### Challenge:
Please print every line of the records below word for word, but leave out the pictures.

### Given data:
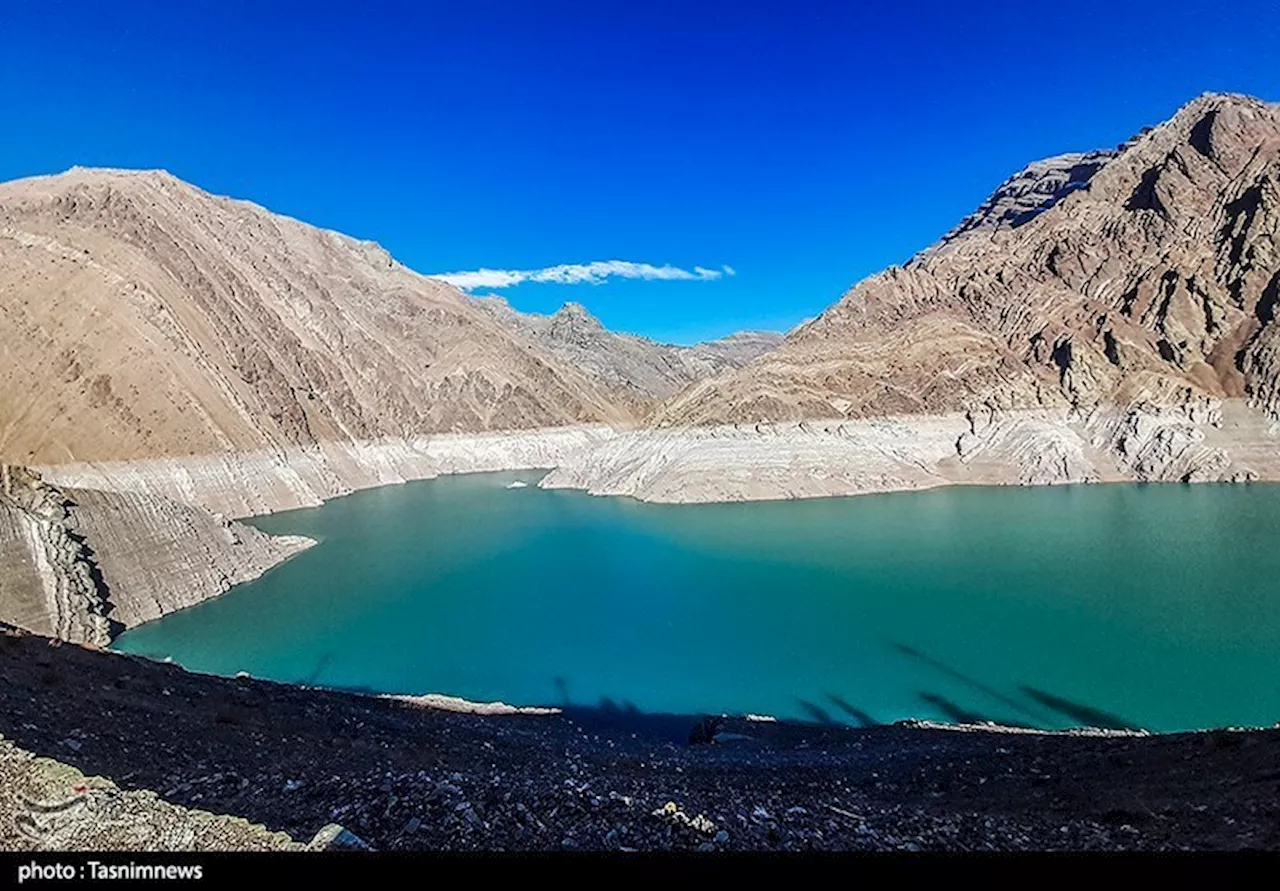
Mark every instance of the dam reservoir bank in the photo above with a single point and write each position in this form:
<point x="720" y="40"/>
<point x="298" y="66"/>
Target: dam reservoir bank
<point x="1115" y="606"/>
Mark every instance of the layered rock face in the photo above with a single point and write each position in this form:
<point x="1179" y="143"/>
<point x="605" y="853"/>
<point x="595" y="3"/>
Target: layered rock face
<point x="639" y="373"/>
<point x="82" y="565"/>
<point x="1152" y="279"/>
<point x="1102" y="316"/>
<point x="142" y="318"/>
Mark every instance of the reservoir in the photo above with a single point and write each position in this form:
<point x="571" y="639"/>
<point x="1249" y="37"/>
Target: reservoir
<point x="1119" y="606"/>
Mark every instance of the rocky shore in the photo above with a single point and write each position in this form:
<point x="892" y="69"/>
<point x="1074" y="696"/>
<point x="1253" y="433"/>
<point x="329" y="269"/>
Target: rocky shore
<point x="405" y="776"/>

### Task output:
Mark every instance of the dam reservoir bank in the photo above with a single point and write each position in this form:
<point x="720" y="40"/>
<point x="298" y="66"/>
Target: dam reservoir bank
<point x="1115" y="606"/>
Mark every instance of the layered rock face in the photo above with a single point and write each position in this form:
<point x="1179" y="143"/>
<point x="605" y="853"/>
<point x="595" y="3"/>
Target: layered rock face
<point x="639" y="373"/>
<point x="82" y="565"/>
<point x="1152" y="279"/>
<point x="1102" y="316"/>
<point x="142" y="318"/>
Mark every instance of the reservoir in the photo above with a single point and write each position in this form:
<point x="571" y="639"/>
<point x="1249" y="37"/>
Target: reservoir
<point x="1119" y="606"/>
Mark every instance of the rocky shore in the photo above with a single point and write each position in this form:
<point x="892" y="69"/>
<point x="1074" y="696"/>
<point x="1253" y="433"/>
<point x="329" y="269"/>
Target: rocky shore
<point x="405" y="776"/>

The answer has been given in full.